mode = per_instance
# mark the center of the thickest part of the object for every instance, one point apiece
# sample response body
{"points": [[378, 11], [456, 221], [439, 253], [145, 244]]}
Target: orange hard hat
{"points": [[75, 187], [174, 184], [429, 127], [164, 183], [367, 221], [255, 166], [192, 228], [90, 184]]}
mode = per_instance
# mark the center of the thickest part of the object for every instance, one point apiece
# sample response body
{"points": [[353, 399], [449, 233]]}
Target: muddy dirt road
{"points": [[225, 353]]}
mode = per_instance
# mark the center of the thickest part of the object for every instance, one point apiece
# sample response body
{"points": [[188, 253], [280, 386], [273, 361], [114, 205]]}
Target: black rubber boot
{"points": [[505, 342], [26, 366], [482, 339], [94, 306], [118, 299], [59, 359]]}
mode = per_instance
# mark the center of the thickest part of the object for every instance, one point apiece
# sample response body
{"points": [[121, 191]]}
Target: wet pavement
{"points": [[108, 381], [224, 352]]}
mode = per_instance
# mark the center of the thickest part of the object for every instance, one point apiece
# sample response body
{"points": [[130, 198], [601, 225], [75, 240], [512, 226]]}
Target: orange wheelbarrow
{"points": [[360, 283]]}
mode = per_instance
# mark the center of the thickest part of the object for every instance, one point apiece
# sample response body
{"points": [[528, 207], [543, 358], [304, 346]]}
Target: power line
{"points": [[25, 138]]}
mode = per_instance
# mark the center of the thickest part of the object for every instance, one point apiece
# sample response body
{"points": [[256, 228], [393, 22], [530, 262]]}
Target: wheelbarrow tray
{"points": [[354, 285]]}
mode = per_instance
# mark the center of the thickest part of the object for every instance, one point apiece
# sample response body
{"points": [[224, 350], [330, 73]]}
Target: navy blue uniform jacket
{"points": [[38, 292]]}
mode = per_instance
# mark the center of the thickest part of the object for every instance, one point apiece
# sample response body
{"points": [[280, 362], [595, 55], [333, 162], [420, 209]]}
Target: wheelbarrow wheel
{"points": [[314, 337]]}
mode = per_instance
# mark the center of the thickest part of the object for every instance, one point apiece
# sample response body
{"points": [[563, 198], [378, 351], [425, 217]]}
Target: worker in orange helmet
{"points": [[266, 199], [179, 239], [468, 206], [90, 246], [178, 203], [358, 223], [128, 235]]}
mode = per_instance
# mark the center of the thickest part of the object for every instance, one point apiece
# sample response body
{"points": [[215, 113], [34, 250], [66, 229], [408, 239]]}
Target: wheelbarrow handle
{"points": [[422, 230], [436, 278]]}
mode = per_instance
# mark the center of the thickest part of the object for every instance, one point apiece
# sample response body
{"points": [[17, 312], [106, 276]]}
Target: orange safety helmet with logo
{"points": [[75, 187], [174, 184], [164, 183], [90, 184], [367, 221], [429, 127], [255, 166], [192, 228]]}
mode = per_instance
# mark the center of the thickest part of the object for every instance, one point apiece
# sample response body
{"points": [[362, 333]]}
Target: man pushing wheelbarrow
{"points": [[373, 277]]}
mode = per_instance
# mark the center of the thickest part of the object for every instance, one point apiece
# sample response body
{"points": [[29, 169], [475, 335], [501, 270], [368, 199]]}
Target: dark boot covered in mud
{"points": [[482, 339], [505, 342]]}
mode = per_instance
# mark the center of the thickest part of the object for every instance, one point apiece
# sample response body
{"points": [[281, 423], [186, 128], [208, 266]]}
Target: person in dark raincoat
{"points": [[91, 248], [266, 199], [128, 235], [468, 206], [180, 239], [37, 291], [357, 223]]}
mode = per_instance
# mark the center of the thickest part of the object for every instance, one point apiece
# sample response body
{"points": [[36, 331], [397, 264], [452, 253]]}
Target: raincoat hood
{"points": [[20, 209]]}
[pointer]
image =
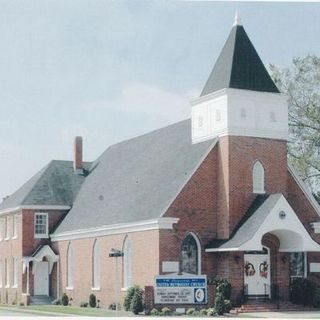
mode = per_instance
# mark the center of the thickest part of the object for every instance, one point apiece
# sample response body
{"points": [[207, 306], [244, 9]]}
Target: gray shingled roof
{"points": [[55, 184], [239, 66], [250, 224], [136, 179]]}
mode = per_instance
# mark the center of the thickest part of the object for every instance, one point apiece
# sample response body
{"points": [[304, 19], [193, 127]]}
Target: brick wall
{"points": [[145, 262]]}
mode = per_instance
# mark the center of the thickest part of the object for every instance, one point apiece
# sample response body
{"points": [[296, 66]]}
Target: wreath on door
{"points": [[249, 269], [263, 268]]}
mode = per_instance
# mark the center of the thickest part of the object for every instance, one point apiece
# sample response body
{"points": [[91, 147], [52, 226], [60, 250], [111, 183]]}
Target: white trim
{"points": [[304, 189], [34, 207], [190, 175], [144, 225]]}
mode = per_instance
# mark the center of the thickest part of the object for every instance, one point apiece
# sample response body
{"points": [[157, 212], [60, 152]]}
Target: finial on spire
{"points": [[237, 20]]}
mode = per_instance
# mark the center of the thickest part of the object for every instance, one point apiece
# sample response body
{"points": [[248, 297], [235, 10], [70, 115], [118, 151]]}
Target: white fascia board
{"points": [[34, 207], [222, 249], [215, 140], [145, 225], [304, 189]]}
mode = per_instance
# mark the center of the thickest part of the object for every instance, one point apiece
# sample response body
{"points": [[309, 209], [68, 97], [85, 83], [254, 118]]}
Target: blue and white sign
{"points": [[180, 289]]}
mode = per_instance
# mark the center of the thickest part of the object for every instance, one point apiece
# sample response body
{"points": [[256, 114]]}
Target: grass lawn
{"points": [[89, 312]]}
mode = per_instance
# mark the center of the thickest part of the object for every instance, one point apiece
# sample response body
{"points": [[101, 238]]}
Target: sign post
{"points": [[180, 289]]}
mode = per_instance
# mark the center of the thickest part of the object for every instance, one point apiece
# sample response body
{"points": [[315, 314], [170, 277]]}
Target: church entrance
{"points": [[257, 274]]}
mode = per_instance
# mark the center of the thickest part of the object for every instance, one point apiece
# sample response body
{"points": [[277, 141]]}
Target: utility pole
{"points": [[115, 253]]}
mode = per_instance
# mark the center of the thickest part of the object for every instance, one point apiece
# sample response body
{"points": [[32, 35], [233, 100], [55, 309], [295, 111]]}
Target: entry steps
{"points": [[41, 299], [267, 306]]}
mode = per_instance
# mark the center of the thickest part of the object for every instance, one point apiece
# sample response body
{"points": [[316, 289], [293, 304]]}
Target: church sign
{"points": [[180, 289]]}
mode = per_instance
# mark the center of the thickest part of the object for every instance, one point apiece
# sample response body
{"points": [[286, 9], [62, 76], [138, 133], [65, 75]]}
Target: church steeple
{"points": [[239, 98], [239, 65]]}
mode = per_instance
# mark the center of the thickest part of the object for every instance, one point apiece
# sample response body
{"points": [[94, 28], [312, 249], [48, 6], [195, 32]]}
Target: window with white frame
{"points": [[1, 229], [96, 266], [258, 178], [15, 226], [127, 263], [298, 264], [41, 225], [7, 272], [14, 272], [70, 267], [191, 255], [7, 228], [1, 274]]}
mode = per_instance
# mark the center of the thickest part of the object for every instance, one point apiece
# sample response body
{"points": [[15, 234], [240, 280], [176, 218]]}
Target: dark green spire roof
{"points": [[239, 66]]}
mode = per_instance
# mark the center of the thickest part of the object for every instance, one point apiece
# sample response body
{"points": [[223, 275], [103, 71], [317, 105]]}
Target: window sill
{"points": [[41, 236], [95, 289]]}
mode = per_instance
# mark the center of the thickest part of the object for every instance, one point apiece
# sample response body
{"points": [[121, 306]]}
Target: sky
{"points": [[112, 70]]}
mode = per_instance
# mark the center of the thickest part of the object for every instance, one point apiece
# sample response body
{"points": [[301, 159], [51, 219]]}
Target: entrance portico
{"points": [[39, 267], [267, 238]]}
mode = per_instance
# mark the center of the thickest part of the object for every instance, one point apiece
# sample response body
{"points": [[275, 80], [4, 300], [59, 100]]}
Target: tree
{"points": [[301, 83]]}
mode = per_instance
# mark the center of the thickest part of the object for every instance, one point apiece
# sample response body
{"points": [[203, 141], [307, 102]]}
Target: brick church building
{"points": [[210, 195]]}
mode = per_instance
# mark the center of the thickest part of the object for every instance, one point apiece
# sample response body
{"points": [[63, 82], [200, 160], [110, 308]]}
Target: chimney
{"points": [[77, 160]]}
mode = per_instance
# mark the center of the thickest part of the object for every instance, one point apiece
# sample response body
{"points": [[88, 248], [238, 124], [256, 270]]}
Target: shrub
{"points": [[301, 290], [166, 311], [190, 311], [136, 305], [65, 299], [211, 312], [128, 298], [92, 300], [154, 312], [203, 312], [219, 304], [56, 302]]}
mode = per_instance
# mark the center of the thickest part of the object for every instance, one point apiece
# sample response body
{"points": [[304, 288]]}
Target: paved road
{"points": [[287, 315]]}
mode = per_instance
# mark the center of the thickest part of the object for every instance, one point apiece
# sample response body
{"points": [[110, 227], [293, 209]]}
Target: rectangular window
{"points": [[41, 225], [15, 226], [7, 228], [14, 272], [7, 272], [1, 273], [298, 265]]}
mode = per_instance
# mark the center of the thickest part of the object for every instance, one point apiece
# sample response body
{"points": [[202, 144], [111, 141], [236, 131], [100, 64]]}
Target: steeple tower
{"points": [[239, 97]]}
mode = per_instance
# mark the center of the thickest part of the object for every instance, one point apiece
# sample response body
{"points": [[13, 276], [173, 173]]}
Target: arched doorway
{"points": [[257, 273]]}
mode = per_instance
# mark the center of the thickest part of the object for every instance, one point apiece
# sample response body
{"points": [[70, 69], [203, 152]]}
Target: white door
{"points": [[257, 274], [41, 278]]}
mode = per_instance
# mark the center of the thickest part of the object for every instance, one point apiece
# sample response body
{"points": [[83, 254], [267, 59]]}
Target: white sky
{"points": [[110, 70]]}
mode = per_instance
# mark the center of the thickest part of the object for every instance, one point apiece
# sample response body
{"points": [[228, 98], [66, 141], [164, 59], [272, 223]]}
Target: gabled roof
{"points": [[136, 179], [239, 66], [55, 184]]}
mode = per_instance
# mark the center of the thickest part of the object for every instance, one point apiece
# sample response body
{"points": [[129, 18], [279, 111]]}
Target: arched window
{"points": [[70, 266], [96, 266], [191, 255], [258, 178], [127, 263]]}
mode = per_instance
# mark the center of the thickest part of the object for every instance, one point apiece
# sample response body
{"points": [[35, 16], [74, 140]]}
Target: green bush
{"points": [[166, 311], [191, 311], [154, 312], [203, 312], [301, 290], [65, 299], [92, 300], [136, 305], [211, 312]]}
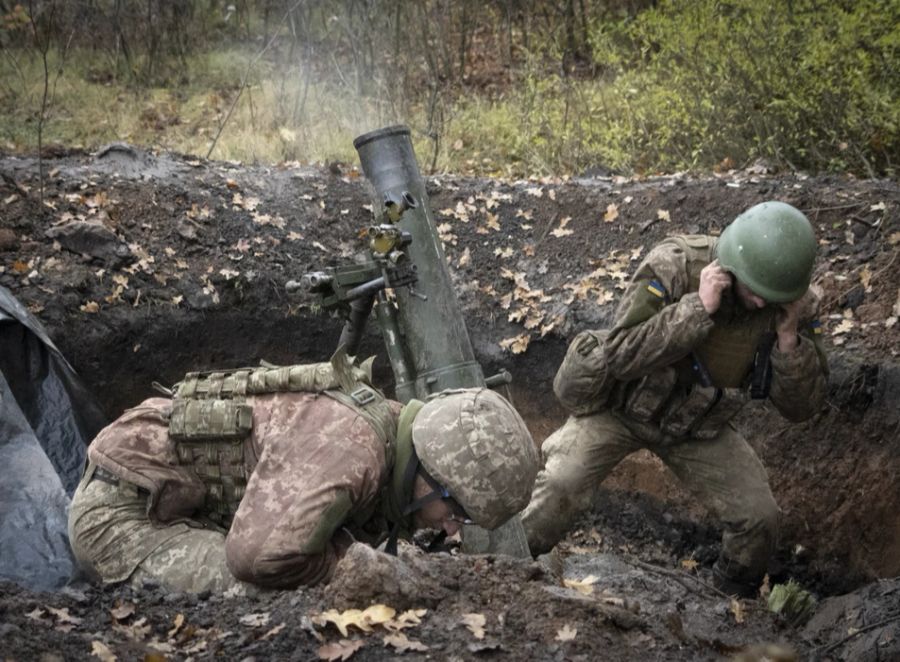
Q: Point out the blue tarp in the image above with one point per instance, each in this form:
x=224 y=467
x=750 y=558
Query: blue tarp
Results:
x=47 y=418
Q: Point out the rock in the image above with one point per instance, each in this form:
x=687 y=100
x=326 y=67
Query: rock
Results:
x=89 y=238
x=366 y=576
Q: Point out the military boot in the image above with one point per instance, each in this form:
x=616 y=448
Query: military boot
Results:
x=735 y=579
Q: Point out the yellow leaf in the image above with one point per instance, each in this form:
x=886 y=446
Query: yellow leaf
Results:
x=399 y=641
x=612 y=213
x=566 y=633
x=465 y=257
x=865 y=277
x=516 y=344
x=475 y=623
x=339 y=650
x=583 y=586
x=378 y=614
x=101 y=650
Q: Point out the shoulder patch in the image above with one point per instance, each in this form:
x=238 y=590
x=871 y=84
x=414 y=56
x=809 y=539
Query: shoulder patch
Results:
x=656 y=288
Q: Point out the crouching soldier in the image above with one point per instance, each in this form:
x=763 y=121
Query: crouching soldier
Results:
x=267 y=475
x=703 y=327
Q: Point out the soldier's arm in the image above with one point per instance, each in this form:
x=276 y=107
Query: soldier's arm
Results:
x=657 y=322
x=799 y=376
x=288 y=529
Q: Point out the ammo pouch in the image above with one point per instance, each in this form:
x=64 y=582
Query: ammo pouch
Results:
x=699 y=412
x=582 y=384
x=211 y=420
x=649 y=396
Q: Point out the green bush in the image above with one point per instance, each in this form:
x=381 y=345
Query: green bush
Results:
x=809 y=84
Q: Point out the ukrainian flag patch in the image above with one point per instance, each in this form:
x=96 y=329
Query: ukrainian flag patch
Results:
x=656 y=288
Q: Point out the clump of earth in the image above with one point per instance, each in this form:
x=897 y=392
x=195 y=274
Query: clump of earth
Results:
x=143 y=266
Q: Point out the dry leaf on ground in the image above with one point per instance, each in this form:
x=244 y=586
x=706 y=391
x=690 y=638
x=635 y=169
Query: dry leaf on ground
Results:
x=566 y=633
x=101 y=650
x=400 y=642
x=339 y=650
x=475 y=623
x=612 y=213
x=584 y=586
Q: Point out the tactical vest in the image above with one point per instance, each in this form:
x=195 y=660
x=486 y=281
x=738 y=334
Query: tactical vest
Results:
x=211 y=420
x=699 y=394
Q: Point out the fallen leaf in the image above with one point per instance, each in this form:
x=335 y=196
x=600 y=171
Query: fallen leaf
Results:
x=561 y=231
x=377 y=614
x=340 y=650
x=475 y=623
x=516 y=344
x=583 y=586
x=465 y=257
x=139 y=630
x=566 y=633
x=612 y=213
x=844 y=327
x=36 y=614
x=177 y=622
x=274 y=631
x=408 y=619
x=101 y=650
x=255 y=620
x=400 y=642
x=122 y=611
x=865 y=277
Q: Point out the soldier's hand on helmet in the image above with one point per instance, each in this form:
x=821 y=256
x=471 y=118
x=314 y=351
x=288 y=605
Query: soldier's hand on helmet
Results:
x=713 y=281
x=787 y=321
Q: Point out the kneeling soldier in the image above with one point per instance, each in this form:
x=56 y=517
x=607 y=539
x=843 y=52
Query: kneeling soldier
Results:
x=704 y=326
x=267 y=475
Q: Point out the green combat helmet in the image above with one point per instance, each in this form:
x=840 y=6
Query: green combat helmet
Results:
x=475 y=444
x=771 y=249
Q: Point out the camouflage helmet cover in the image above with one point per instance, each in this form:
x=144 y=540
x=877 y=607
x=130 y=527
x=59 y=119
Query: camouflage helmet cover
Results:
x=770 y=248
x=475 y=444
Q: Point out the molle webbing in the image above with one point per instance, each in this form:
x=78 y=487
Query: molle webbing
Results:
x=312 y=378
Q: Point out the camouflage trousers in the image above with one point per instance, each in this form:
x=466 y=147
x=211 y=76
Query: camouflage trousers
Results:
x=724 y=474
x=114 y=541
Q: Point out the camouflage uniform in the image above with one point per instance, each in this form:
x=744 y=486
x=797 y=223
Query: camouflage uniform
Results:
x=312 y=463
x=637 y=387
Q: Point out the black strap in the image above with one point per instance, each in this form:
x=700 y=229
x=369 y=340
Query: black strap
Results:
x=761 y=378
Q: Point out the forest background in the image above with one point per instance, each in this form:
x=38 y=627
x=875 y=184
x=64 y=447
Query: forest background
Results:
x=489 y=87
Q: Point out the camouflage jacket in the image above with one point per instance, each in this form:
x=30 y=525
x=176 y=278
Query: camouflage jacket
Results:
x=664 y=339
x=661 y=323
x=312 y=464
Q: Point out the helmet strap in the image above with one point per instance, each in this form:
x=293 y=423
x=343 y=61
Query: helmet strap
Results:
x=413 y=469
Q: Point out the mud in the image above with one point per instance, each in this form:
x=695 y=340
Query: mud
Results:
x=208 y=250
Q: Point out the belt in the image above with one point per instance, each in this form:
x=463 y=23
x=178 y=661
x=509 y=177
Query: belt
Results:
x=110 y=478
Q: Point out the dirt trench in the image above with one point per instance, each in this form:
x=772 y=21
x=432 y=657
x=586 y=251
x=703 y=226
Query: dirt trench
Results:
x=193 y=273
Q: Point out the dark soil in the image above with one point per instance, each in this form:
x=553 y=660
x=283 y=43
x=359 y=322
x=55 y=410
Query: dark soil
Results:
x=193 y=272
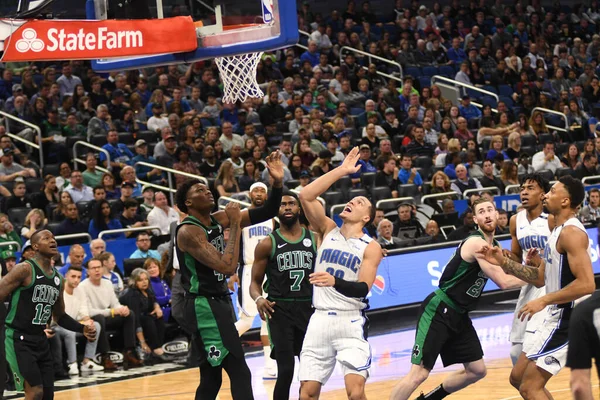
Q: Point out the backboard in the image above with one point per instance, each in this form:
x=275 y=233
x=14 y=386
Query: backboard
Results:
x=225 y=28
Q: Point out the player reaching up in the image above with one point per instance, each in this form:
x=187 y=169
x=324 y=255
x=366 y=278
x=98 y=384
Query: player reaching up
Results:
x=345 y=269
x=566 y=271
x=37 y=296
x=444 y=327
x=530 y=229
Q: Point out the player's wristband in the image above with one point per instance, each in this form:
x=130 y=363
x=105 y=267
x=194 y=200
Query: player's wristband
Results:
x=351 y=289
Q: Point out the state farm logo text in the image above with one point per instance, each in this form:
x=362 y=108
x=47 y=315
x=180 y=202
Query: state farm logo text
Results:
x=98 y=39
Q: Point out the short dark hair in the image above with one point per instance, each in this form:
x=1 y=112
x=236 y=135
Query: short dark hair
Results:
x=575 y=189
x=539 y=179
x=181 y=195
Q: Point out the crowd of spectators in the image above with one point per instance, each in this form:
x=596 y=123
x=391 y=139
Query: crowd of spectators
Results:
x=319 y=103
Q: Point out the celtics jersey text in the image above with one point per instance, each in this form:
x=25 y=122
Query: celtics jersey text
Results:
x=31 y=306
x=196 y=277
x=464 y=281
x=289 y=266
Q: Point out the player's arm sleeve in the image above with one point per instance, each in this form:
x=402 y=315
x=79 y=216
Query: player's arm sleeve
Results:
x=579 y=354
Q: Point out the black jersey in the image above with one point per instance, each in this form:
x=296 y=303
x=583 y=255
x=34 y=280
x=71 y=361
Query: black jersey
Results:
x=464 y=281
x=31 y=306
x=290 y=264
x=196 y=277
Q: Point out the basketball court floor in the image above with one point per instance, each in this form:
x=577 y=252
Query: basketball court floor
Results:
x=391 y=359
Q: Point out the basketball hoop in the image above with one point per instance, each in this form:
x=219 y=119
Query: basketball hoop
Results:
x=238 y=74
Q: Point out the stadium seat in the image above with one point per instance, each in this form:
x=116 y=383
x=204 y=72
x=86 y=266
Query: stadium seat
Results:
x=17 y=215
x=430 y=71
x=381 y=193
x=547 y=174
x=408 y=190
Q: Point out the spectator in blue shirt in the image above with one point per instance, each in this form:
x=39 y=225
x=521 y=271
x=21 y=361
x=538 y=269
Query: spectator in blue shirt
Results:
x=311 y=55
x=120 y=155
x=366 y=164
x=456 y=54
x=143 y=248
x=407 y=173
x=468 y=110
x=104 y=221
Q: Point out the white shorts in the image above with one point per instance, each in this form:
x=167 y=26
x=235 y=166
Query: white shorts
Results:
x=335 y=336
x=517 y=331
x=245 y=302
x=548 y=344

····················

Directions = Scan the material above and copy every line that holds the string "shirt".

Output for this task =
Q: Point out the spectator in blue shirt in the image above with one point per instance, each in this form:
Query: spectator in blue shirt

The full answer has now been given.